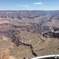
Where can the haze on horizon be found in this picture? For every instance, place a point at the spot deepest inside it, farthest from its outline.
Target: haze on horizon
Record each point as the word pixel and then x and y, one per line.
pixel 29 4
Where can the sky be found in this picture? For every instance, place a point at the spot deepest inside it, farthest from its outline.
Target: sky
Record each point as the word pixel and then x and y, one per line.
pixel 29 4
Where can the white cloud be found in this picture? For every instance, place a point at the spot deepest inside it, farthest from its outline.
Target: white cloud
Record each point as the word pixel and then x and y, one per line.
pixel 25 6
pixel 38 3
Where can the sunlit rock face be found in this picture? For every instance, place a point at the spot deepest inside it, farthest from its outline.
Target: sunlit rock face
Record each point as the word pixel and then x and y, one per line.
pixel 29 33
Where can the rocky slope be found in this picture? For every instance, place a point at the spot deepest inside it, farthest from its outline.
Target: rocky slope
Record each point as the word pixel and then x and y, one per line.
pixel 29 33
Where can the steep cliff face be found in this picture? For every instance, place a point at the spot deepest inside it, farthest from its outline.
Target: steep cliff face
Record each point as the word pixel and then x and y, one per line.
pixel 29 33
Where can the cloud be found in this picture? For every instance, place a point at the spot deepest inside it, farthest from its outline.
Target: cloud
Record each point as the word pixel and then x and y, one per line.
pixel 25 6
pixel 38 3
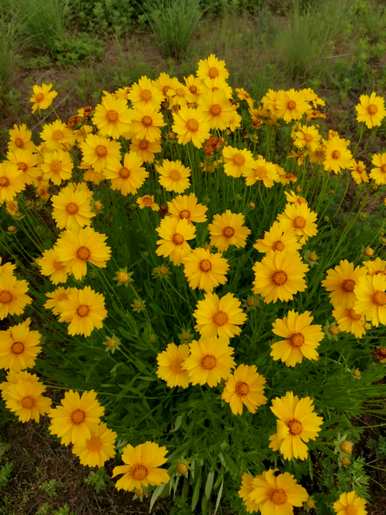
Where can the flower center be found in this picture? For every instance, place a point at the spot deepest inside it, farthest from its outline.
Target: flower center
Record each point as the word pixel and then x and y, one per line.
pixel 242 389
pixel 72 208
pixel 83 310
pixel 83 253
pixel 5 297
pixel 279 278
pixel 205 265
pixel 299 222
pixel 208 362
pixel 379 298
pixel 139 472
pixel 101 151
pixel 297 340
pixel 178 239
pixel 295 427
pixel 192 125
pixel 348 285
pixel 220 318
pixel 78 416
pixel 228 231
pixel 17 347
pixel 278 496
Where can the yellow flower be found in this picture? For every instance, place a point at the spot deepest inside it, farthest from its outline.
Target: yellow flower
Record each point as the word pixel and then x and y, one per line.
pixel 19 346
pixel 279 276
pixel 187 207
pixel 97 448
pixel 128 177
pixel 142 467
pixel 297 424
pixel 371 110
pixel 205 270
pixel 245 387
pixel 42 96
pixel 219 316
pixel 83 309
pixel 72 206
pixel 300 338
pixel 209 361
pixel 112 116
pixel 173 176
pixel 276 494
pixel 76 417
pixel 370 298
pixel 190 125
pixel 228 229
pixel 174 236
pixel 170 365
pixel 77 247
pixel 349 503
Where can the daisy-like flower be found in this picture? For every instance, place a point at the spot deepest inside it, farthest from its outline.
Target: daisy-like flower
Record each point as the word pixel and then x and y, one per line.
pixel 72 206
pixel 341 281
pixel 76 417
pixel 173 176
pixel 112 116
pixel 142 467
pixel 297 424
pixel 170 365
pixel 187 207
pixel 209 361
pixel 371 110
pixel 83 309
pixel 19 346
pixel 279 276
pixel 370 298
pixel 42 97
pixel 174 236
pixel 205 270
pixel 78 247
pixel 228 229
pixel 98 448
pixel 190 125
pixel 219 316
pixel 128 177
pixel 301 338
pixel 245 387
pixel 349 503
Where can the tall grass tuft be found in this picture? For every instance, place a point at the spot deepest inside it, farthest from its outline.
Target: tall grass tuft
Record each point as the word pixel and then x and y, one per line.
pixel 173 23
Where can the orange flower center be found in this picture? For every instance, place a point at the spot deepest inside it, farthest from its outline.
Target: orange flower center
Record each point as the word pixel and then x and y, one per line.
pixel 192 125
pixel 228 231
pixel 279 278
pixel 83 310
pixel 242 389
pixel 178 239
pixel 348 285
pixel 5 297
pixel 208 362
pixel 278 496
pixel 112 116
pixel 17 347
pixel 295 426
pixel 379 298
pixel 101 151
pixel 72 208
pixel 78 416
pixel 296 340
pixel 139 472
pixel 83 253
pixel 205 265
pixel 299 222
pixel 220 318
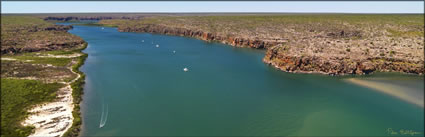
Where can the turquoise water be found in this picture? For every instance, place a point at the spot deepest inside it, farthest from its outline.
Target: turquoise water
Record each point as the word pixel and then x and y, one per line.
pixel 137 89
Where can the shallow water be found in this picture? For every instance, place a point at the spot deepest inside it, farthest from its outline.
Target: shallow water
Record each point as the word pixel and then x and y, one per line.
pixel 227 91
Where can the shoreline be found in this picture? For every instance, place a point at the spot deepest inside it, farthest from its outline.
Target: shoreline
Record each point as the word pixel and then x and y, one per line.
pixel 62 116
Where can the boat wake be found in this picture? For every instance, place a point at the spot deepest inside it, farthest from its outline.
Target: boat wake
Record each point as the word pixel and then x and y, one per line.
pixel 104 116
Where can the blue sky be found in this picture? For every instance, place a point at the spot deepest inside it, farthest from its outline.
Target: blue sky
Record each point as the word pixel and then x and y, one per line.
pixel 217 6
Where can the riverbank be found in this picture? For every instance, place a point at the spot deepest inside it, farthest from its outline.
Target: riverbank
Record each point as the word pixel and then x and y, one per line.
pixel 40 54
pixel 333 44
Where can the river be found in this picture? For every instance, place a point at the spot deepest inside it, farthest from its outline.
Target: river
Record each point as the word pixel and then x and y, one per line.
pixel 136 88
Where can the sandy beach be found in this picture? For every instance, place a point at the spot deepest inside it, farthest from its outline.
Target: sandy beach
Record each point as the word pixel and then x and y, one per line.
pixel 54 118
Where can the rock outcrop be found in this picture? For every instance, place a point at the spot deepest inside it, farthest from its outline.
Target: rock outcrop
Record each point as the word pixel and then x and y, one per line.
pixel 334 44
pixel 207 36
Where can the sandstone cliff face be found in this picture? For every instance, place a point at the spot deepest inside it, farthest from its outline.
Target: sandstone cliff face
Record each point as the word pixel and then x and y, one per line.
pixel 327 44
pixel 280 58
pixel 294 60
pixel 38 38
pixel 207 36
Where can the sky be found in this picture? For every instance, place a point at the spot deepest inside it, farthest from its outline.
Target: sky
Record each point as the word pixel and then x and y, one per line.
pixel 211 6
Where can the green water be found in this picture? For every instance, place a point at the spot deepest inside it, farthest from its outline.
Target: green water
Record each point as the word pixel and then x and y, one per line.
pixel 142 90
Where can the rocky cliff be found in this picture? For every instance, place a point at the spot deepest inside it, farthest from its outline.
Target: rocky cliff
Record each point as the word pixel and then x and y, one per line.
--------------------------------------------------
Output only the lines running from the line with "Where can the blue" through the final line of the data, inclusive.

◆ **TASK SOLUTION**:
Where can the blue sky be found in this picture? For every instance, place a point at the spot deepest inside it, farthest from its outline.
Target: blue sky
Record each point as the word pixel and then x and y, one per line.
pixel 217 6
Where can the riverbank be found in this picture? For every instance, place a point at the spot deepest inside it, farthest from its outline.
Target: riverbank
Record each point as the word pixel and then x and y, one per line.
pixel 40 54
pixel 333 44
Where can the river be found in this picture? For every instance, place a point at the spot deepest inside it, farthest from its outline.
Target: river
Record each point as the word pixel and then x and y, one per line.
pixel 136 88
Where can the sandy beach be found in this picture? For every instance, place a point at the spot deepest inside it, farthest from its outline.
Target: sandy beach
Record each point as the word pixel and then x and y, one per line.
pixel 54 118
Where can the rock outcrop be found in this picture? For every instance, place a point at the spot deepest inside it, farthest from its outline.
Target: rock outcrop
Record each point as the word pixel and then x and y, one per line.
pixel 334 44
pixel 207 36
Where can the sandstone cliff face be found in this picture? For every instance, place a point at the spot deepest inside it, farthest from its outline.
Target: sandstone cliff face
Record each point as the word pixel and then x and y, one per line.
pixel 327 44
pixel 280 58
pixel 294 60
pixel 38 38
pixel 207 36
Where can the sky be found in this picture? For every instance, place a point at the spot deepest inside it, farthest from its outline.
Target: sky
Record each point as the word pixel and then x and y, one per line.
pixel 211 6
Where can the green water be found in this picture? For every instance, place a point at the spot deepest inside it, farthest from its outline.
Target: green water
Record each point as the word pixel and then x and y, one per line.
pixel 142 90
Where can the rocky cliff be found in this picture? For every instance, place a point at the spot deepest inside it, farthest from its outline.
Target: rocky cliff
Record each point as the word pixel and then x and y, one per line.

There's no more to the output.